___ Source extract
Fentanyl is a synthetic opioid potent enough to kill an adult male with just two milligrams, or land someone in the hospital if a fan so much as blows it on them. If a heroin addict unknowingly purchases fentanyl-laced product, he will likely overdose. This reality has lead to massive increases in fatal overdose deaths across the country since 2016, but new test strips can allow addicts and doctors to verify easily that their drugs are free of fentanyl before using, The Wall Street Journal reported Monday.

“This is an effective way to have people thinking about risks,” Louise Vincent, executive director of the Greensboro, N.C., chapter of the advocacy group Urban Survivors Union, told WSJ. “It’s so important to give people as many tools as we can.” (RELATED: Fentanyl Exposure At Ohio Prison Lands 27 Workers In Hospital)

States such as California and Rhode Island have been distributing the tests for nearly two years, with several cities in Ohio, Maryland and Pennsylvania following suit. The strips work much like pregnancy tests, requiring users to dip them in water mixed with tiny amounts of heroin or cocaine. The strip will typically display a result within a minute — one line if fentanyl is present, and two if it is not, according to WSJ.
______
___ Raw data
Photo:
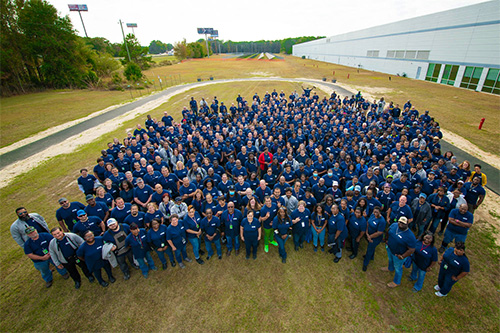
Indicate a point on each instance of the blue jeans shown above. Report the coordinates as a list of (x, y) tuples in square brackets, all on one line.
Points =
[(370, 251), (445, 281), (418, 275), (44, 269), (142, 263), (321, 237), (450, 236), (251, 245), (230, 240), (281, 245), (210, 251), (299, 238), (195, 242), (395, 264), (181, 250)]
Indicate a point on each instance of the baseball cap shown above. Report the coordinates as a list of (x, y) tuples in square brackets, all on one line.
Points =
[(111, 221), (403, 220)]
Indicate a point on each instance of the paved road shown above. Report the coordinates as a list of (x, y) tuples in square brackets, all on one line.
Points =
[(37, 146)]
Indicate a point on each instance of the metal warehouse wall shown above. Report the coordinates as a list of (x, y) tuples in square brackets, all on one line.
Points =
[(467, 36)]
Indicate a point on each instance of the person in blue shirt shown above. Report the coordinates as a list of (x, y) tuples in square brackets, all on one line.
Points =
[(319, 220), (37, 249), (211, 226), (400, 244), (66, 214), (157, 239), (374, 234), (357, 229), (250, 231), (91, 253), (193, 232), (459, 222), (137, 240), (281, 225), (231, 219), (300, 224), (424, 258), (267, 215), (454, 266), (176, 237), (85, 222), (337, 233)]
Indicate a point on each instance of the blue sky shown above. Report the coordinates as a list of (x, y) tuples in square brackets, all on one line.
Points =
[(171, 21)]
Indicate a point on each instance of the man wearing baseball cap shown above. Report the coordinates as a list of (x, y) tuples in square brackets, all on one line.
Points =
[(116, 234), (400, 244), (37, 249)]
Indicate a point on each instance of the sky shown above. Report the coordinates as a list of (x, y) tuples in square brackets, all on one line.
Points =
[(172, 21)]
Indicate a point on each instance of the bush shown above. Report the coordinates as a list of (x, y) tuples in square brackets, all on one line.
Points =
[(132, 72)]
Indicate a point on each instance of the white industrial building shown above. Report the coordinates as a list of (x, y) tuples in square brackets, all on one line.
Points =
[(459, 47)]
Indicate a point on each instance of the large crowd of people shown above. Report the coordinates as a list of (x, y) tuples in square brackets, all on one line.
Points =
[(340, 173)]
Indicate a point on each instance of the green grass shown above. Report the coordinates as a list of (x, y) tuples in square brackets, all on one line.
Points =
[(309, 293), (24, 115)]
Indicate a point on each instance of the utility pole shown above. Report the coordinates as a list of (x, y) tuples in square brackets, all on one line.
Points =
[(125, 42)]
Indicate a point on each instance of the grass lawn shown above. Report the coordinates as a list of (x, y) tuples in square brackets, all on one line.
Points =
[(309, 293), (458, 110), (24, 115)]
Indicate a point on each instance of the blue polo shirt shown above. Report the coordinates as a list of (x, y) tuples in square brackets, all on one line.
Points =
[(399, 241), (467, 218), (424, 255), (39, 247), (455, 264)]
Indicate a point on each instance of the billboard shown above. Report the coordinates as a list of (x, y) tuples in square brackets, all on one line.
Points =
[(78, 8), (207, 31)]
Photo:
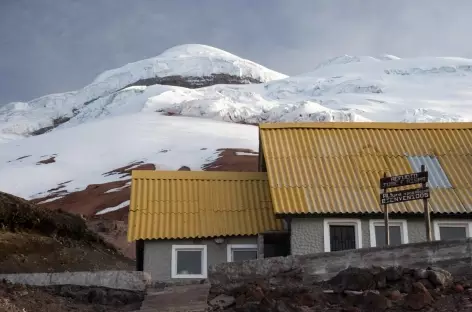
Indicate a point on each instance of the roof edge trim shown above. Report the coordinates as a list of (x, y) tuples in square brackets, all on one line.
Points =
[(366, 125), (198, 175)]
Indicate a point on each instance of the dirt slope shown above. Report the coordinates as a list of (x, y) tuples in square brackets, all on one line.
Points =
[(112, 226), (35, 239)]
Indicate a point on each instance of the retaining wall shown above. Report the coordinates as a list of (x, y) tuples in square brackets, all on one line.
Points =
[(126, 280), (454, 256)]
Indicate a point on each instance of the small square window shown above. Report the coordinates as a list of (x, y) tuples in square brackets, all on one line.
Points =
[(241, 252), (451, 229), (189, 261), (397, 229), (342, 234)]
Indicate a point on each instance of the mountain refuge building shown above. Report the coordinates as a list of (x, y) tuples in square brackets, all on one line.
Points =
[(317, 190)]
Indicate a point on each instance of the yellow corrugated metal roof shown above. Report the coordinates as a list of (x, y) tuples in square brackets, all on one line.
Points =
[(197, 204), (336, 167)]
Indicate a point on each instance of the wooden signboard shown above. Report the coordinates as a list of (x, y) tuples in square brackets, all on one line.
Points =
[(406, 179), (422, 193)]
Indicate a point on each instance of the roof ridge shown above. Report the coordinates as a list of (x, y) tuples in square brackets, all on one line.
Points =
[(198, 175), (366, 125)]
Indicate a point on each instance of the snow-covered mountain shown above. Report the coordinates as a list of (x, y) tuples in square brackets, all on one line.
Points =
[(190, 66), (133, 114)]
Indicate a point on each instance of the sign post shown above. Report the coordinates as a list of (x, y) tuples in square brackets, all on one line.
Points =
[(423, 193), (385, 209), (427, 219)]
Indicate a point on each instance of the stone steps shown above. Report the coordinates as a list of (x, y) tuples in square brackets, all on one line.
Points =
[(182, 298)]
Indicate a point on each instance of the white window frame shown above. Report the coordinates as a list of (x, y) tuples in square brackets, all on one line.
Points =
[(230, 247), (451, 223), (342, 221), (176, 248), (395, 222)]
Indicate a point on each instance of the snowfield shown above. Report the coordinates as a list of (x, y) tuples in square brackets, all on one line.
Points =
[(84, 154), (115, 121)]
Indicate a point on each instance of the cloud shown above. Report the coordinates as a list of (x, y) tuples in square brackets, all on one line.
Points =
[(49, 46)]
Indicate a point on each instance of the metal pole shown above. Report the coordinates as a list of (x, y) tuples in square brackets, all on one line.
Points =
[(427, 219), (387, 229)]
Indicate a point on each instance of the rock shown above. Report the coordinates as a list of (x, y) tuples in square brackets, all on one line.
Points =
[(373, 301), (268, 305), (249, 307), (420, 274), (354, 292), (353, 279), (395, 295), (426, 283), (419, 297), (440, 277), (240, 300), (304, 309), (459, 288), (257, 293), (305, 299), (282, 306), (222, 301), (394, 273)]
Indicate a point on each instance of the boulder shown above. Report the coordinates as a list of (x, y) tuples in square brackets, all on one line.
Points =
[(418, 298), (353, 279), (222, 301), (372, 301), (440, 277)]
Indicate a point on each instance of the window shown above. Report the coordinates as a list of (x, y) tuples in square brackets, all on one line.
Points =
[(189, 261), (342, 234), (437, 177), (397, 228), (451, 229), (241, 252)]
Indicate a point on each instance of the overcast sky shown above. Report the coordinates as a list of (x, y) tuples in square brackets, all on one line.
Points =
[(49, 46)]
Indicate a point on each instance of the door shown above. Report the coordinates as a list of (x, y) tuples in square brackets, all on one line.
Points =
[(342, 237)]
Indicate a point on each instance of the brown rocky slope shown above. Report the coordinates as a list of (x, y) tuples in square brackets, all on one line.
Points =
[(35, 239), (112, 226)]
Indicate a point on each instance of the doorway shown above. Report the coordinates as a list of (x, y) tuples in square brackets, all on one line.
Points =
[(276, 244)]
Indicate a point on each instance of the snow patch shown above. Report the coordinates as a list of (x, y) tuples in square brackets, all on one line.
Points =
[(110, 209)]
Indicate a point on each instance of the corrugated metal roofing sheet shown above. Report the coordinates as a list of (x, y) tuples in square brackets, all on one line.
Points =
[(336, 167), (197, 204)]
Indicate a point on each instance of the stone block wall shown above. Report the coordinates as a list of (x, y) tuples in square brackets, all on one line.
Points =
______
> Exercise 1: Summarize the passage about fentanyl test strips in two sentences.
> Exercise 2: Write out the stretch of the passage about fentanyl test strips from "Fentanyl is a" through "Workers In Hospital)", switching "test strips" to "testing strips".

> Response box 1: Fentanyl is a synthetic opioid potent enough to kill an adult male with two milligrams, and it has driven large increases in fatal overdoses since 2016. The Wall Street Journal reported that new test strips let addicts and doctors check their drugs for it before use; the strips have been handed out in California and Rhode Island for nearly two years, and they typically show one line within a minute if fentanyl is present and two if it is not.

> Response box 2:
Fentanyl is a synthetic opioid potent enough to kill an adult male with just two milligrams, or land someone in the hospital if a fan so much as blows it on them. If a heroin addict unknowingly purchases fentanyl-laced product, he will likely overdose. This reality has lead to massive increases in fatal overdose deaths across the country since 2016, but new testing strips can allow addicts and doctors to verify easily that their drugs are free of fentanyl before using, The Wall Street Journal reported Monday.

“This is an effective way to have people thinking about risks,” Louise Vincent, executive director of the Greensboro, N.C., chapter of the advocacy group Urban Survivors Union, told WSJ. “It’s so important to give people as many tools as we can.” (RELATED: Fentanyl Exposure At Ohio Prison Lands 27 Workers In Hospital)